[Cryptography] What if your CA's HSM was an Android tablet?

Peter Gutmann pgut001 at cs.auckland.ac.nz
Wed Mar 25 21:57:43 EDT 2015


One of the interesting points in this week's regularly-scheduled browser PKI
debacle was that the (intermediate) CA that issued the Google MITM certs was
using a Palo Alto firewall as an HSM.  This arises because of the CAB Forum
baseline requirements that:

  "The CA SHALL protect its Private Key in a system or device that has been
  validated as meeting at least FIPS 140 level 3 or an appropriate Common
  Criteria Protection Profile or Security Target, EAL 4 (or higher), which
  includes requirements to protect the Private Key and other assets against
  known threats."

Until now it had been implicitly assumed that CAs would be using an HSM, but
the requirements really just say "must have a FIPS sticker on it somewhere"

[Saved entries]
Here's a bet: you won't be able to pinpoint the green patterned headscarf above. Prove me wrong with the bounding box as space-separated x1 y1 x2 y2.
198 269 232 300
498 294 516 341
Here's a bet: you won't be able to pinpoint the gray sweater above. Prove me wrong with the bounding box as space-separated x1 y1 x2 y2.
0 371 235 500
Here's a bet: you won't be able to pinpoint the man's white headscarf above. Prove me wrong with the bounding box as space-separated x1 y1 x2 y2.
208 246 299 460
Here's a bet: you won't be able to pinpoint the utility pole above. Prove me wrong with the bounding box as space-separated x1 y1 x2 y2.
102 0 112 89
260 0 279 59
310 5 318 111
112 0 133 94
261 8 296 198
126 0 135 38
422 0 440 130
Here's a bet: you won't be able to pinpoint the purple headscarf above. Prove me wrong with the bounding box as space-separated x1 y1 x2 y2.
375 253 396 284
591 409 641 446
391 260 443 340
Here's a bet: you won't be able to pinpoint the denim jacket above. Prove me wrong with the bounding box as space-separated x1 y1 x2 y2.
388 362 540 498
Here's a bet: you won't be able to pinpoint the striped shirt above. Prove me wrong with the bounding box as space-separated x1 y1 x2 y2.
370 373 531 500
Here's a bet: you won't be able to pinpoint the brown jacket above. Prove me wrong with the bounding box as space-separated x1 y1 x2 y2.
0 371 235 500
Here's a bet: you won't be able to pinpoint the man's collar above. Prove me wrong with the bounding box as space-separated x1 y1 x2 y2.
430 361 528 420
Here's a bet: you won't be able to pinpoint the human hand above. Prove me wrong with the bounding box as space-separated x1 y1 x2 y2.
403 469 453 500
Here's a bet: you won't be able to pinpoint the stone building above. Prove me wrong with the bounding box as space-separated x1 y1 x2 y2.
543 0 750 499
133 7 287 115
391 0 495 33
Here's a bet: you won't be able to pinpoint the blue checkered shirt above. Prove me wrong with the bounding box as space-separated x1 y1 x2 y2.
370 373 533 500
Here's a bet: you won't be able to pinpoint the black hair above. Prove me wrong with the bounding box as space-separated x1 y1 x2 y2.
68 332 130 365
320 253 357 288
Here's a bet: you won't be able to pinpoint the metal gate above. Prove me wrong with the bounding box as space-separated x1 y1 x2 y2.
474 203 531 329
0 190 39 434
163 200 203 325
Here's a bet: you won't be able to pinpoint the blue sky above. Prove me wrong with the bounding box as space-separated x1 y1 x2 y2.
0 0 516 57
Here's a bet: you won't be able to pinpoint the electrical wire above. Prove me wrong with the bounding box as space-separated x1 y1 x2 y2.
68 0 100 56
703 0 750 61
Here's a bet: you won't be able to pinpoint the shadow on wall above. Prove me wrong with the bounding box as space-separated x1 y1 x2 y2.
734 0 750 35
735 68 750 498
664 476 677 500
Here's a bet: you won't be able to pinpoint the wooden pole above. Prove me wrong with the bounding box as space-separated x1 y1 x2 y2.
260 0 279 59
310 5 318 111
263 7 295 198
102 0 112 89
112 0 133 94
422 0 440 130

Problems and tasks:
1 - Summarize the mailing-list post about how certificate authorities protect their private keys in two sentences.
2 - Resume the mailing-list post about how certificate authorities protect their private keys, starting from its final words.

Responses to the exercise:
1 - The intermediate CA that issued the Google MITM certificates was using a Palo Alto firewall as an HSM, a situation that arises from the CAB Forum baseline requirements. Those requirements call for the CA's private key to be protected in a system or device validated to FIPS 140 level 3 or an appropriate Common Criteria profile at EAL 4 or higher, so while CAs had been implicitly assumed to use an HSM, the rules really only demand a FIPS sticker somewhere.

2 -
(technically the CA was non-compliant because while the firewall they used had
mostly level 3 specs, the physical protection wasn't there so it only got a
level 2 overall).

So lets look at:

http://csrc.nist.gov/groups/STM/cmvp/documents/140-1/140val-all.htm#2323

to see what else a CA can use to store its root keys... alongside actual HSMs
there's the usual list of routers and firewalls, but also lots and lots of
disk drives (HDD and SSD), digital cinema projectors, franking machines, and a
whole array of USB keys, alongside more unusual items like satellite modems, a
medication monitor (like the firewall used by the CA, it's mostly level 3 but
only level 2 overall), a barcode reader (as above), Java cards, a handful of
tape drives, and, most interestingly, a family of ARM CPUs targeted at smart
phones, tablets, and thin clients, including among other things the OLPC XO-3
[0].

So, using the interpretation of the CAB Forum requirements pointed out by this
week's MITM CA, you can run your CA using a Dell thin client, a Panasonic
Android tablet, or an OLPC, as its security module.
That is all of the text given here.